*** Opening of EXERCISE INPUT ***
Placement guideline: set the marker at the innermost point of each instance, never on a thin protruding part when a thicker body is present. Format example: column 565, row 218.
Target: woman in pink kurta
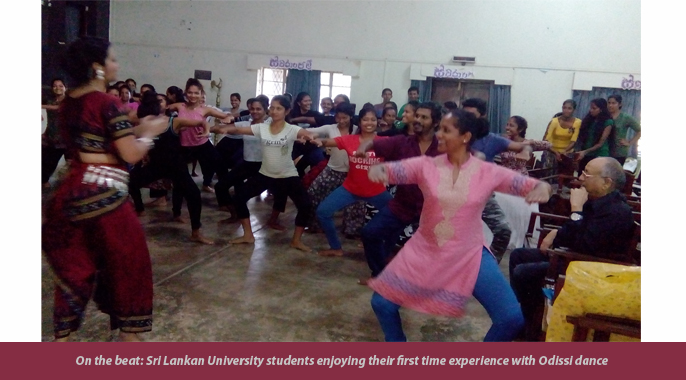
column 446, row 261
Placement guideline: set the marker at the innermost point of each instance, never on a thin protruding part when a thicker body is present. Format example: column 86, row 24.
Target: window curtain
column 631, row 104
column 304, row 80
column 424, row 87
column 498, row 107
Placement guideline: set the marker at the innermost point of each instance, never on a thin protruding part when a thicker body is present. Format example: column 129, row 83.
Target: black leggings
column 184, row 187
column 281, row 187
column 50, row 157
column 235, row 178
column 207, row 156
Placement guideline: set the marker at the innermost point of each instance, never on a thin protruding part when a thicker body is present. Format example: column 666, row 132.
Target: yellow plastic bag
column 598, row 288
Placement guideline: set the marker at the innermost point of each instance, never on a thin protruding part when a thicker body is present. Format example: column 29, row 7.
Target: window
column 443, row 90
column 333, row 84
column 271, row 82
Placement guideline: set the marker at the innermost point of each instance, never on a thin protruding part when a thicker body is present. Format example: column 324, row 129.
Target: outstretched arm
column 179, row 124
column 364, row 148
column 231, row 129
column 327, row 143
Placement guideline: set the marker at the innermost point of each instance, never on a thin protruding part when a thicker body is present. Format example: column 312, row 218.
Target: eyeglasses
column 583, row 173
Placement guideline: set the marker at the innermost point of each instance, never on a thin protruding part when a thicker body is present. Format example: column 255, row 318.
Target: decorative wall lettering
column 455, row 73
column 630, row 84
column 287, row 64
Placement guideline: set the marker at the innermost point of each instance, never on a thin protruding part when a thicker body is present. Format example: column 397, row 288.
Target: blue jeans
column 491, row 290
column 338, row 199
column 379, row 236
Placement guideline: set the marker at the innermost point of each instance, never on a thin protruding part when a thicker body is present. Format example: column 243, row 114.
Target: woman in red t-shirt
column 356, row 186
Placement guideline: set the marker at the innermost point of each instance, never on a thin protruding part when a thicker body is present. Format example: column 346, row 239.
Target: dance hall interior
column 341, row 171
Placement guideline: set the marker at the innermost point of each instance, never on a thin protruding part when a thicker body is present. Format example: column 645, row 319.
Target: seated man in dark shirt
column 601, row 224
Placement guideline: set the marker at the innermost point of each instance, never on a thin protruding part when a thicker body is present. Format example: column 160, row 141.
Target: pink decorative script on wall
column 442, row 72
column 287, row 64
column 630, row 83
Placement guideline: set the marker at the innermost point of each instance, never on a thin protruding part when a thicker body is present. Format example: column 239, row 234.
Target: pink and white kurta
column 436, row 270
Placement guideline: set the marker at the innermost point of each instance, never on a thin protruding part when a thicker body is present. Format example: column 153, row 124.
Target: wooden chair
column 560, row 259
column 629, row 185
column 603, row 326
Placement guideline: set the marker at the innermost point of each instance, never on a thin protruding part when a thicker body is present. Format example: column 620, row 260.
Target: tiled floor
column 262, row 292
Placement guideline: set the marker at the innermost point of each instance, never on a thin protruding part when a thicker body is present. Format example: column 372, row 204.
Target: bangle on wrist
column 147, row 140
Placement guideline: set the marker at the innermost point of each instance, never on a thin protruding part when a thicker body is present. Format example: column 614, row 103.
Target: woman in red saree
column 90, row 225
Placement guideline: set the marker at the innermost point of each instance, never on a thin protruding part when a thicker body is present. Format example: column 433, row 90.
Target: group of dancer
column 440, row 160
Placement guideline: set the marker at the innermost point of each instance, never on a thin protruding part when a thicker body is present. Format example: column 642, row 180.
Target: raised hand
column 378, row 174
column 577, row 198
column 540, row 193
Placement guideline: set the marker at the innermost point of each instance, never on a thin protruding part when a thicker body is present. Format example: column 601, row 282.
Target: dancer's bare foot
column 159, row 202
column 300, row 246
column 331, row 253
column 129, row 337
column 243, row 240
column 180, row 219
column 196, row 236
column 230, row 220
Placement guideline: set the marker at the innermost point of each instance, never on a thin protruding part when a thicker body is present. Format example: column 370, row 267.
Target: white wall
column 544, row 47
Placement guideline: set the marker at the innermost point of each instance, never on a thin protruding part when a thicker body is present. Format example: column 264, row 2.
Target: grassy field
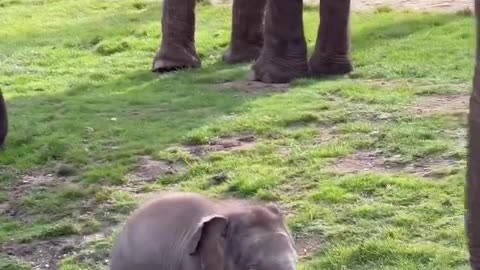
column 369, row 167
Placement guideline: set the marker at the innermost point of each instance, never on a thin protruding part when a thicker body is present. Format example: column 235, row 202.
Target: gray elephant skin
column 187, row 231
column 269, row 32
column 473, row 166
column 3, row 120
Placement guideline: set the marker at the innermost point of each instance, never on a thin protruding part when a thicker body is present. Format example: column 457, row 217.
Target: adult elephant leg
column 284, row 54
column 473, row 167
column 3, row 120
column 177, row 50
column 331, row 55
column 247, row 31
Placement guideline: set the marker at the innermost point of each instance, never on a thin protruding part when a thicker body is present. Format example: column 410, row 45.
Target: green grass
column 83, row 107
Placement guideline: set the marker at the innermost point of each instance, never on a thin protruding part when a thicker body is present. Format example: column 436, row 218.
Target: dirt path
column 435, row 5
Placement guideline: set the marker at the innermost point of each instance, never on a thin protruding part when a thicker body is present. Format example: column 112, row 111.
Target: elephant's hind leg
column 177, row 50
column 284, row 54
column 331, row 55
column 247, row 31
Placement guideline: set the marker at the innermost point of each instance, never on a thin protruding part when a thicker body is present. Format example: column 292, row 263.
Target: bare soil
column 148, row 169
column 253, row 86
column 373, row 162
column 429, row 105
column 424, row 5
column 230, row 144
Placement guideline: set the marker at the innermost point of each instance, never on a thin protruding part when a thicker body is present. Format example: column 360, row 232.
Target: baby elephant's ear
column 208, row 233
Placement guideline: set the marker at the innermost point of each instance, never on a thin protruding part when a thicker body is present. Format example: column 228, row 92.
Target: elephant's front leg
*** Close of EXERCISE INPUT ***
TASK OBJECTIVE. Once the pictures are set aside, write out each record exactly.

PROBLEM SOLUTION.
Placement guideline: set the marker at the innermost point of each instance, never on a thin protruding part when a thicker body is present. Format example: column 565, row 218.
Target: woman in pink kurta
column 446, row 261
Placement guideline: set the marker at the innermost point of each instance, never on a thin protruding part when a thicker body is present. Format example: column 86, row 24.
Target: window curtain
column 631, row 104
column 304, row 80
column 424, row 87
column 498, row 107
Placement guideline: set the marker at the innermost point of each instance, never on a thin protruding part when a thicker body is present. Format example: column 129, row 83.
Target: black leggings
column 184, row 187
column 281, row 187
column 50, row 157
column 235, row 178
column 207, row 156
Placement guideline: set the marker at the innermost point of each instance, never on a thin protruding part when a thicker body is present. Format example: column 666, row 132.
Target: yellow plastic bag
column 598, row 288
Placement guideline: set the marker at the innermost point of each instance, never on a thin protruding part when a thicker body is present. Format example: column 29, row 7.
Target: window
column 443, row 90
column 333, row 84
column 271, row 82
Placement guideline: set the marker at the innermost point of each instance, never on a thin protruding part when a thicker body is present. Format example: column 324, row 129.
Target: outstretched arm
column 179, row 124
column 364, row 148
column 231, row 129
column 327, row 143
Placement guideline: set the marker at the innermost point of each instance, never on a thin protruding part when a thicker body is present. Format example: column 312, row 218.
Target: eyeglasses
column 583, row 173
Placement guideline: set the marker at the innermost point of each instance, never on a thin protruding part when a thicker body is present. Format example: column 255, row 318.
Target: decorative wall lettering
column 455, row 73
column 630, row 84
column 287, row 64
Placement guideline: set the marker at the innermost point of each instance, never on a thin protruding part when a thicker body is present. Format example: column 397, row 288.
Target: blue jeans
column 491, row 290
column 338, row 199
column 379, row 236
Placement guideline: set the marker at the innermost point of each instance, never on a thin protruding part when a thicker body is present. Format example: column 243, row 114.
Target: woman in red t-shirt
column 356, row 186
Placement guideline: set the marker at the innermost point of each instance, never on a thin protruding part when a thicker body is present. Format example: column 346, row 239.
Target: dance hall interior
column 341, row 171
Placement guideline: set the marker at the innermost point of each instance, never on a thin protruding part when a thicker body is present. Format example: column 645, row 319.
Target: seated man in dark shirt
column 601, row 224
Placement guideline: set the marker at the innermost point of each instance, never on a thin protruding part when a thicker body is present. Format example: column 160, row 141.
Target: pink decorative script on wall
column 442, row 72
column 287, row 64
column 630, row 83
Placement guideline: set the marker at the innermost point of each instance, never on a thin protruding part when a thicker body is present. Format example: column 239, row 234.
Target: pink and white kurta
column 436, row 270
Placement guideline: set the marker at the innermost point of each instance, never on a thin protruding part when a thicker body is present. Format example: column 153, row 124.
Target: wooden chair
column 560, row 259
column 629, row 185
column 603, row 326
Placement guideline: set the marker at the innermost point of each instance, never on a thin protruding part when a thicker body is present. Format example: column 620, row 260.
Target: tiled floor
column 262, row 292
Placement guideline: set the marker at the innermost point of each instance, never on a thin protruding part when a thicker body is present. Format example: column 372, row 204.
Target: bangle on wrist
column 147, row 140
Placement guideline: set the marker at the innermost point of each instance, never on a thin protruding part when a thicker body is present. Format example: column 614, row 103.
Target: woman in red saree
column 90, row 225
Placement guideline: set the marker at the innermost point of each instance, never on a thin protruding part when a thicker body is present. Format example: column 433, row 90.
Target: group of dancer
column 440, row 160
Placement guideline: set the marker at the innermost point of each instance, never on a thin protruding part when a thicker body is present. Format example: column 642, row 180.
Target: raised hand
column 378, row 174
column 577, row 198
column 540, row 193
Placement guideline: set the marker at the innermost point of each instance, never on a thin protruding part when a thicker body is present. Format example: column 601, row 282.
Target: dancer's bare foot
column 159, row 202
column 300, row 246
column 331, row 253
column 129, row 337
column 243, row 240
column 180, row 219
column 196, row 236
column 230, row 220
Placement guideline: set the marker at the innermost point of each instance, never on a thin protruding part when a thicker body is present. Format example: column 370, row 267.
Target: white wall
column 544, row 47
Placement guideline: set the marker at the innermost point of each instance, never on a thin protruding part when a thicker body is present. Format example: column 264, row 2.
Target: grassy field
column 369, row 167
Placement guideline: set the marker at the innermost point of each instance, never on a thin protruding part when a thicker body is present. Format example: column 235, row 202.
Target: gray elephant skin
column 187, row 231
column 269, row 32
column 473, row 166
column 3, row 120
Placement guideline: set the marker at the innermost point of each instance, never on a thin protruding part when a thicker body is present. Format example: column 457, row 217.
Target: adult elephant leg
column 284, row 54
column 473, row 167
column 3, row 120
column 177, row 50
column 331, row 55
column 247, row 31
Placement guideline: set the marker at the innermost point of each instance, never on a thin protruding part when a thicker body is present. Format example: column 410, row 45.
Target: green grass
column 83, row 107
Placement guideline: set the marker at the innermost point of each instance, never on a thin protruding part when a thicker body is present. Format example: column 436, row 218.
Target: dirt path
column 435, row 5
Placement guideline: set the marker at the innermost point of each instance, never on a thin protruding part when a thicker body is present. Format example: column 112, row 111.
Target: elephant's hind leg
column 177, row 50
column 284, row 54
column 331, row 55
column 247, row 31
Placement guideline: set the marker at the innermost point of each instance, never on a thin protruding part when a thicker body is present. Format example: column 292, row 263.
Target: bare soil
column 148, row 169
column 253, row 86
column 373, row 162
column 429, row 105
column 424, row 5
column 230, row 144
Placement guideline: set the marker at the innermost point of each instance, never on a thin protruding part when a thicker body is present. Format example: column 360, row 232.
Target: baby elephant's ear
column 208, row 233
Placement guideline: set the marker at the innermost point of each instance, never on a thin protruding part when a thicker body is present. Format example: column 228, row 92.
Target: elephant's front leg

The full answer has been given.